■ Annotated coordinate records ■
• • • •

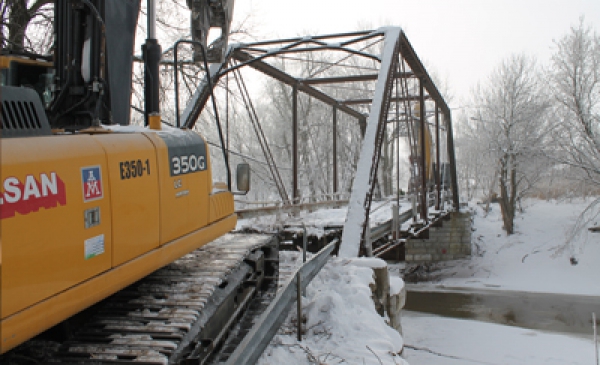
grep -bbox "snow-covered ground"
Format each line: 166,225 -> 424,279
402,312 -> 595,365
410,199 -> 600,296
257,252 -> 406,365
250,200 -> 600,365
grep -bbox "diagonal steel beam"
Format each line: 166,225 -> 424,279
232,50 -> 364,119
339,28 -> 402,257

• • • •

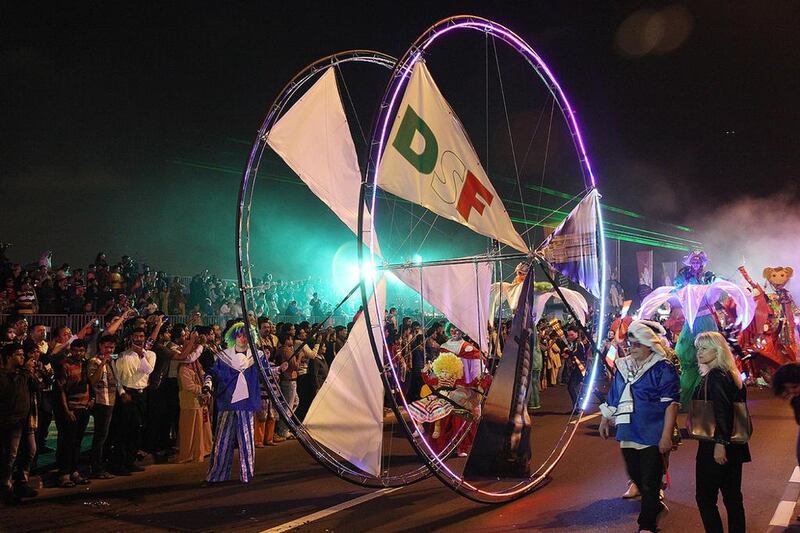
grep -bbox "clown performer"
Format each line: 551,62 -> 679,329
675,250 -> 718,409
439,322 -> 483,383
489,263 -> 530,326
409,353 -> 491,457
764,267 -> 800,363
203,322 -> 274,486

• • • •

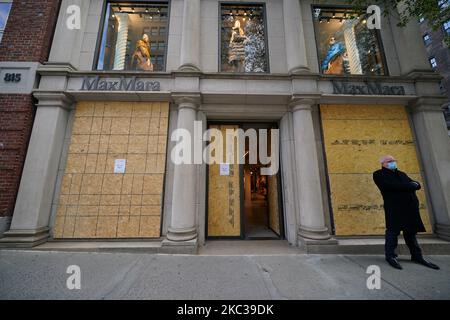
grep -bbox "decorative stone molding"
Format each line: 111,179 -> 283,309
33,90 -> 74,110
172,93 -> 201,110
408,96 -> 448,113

• • • •

■ What to work on ■
Find each line in the entries above that contains the string "grep", and copy those lines.

■ Exercise response ■
grep -bbox "snow-covered ground"
grep -bbox "diagonal steel beam"
grep -bbox "clown performer"
grep -bbox "decorative stone molding"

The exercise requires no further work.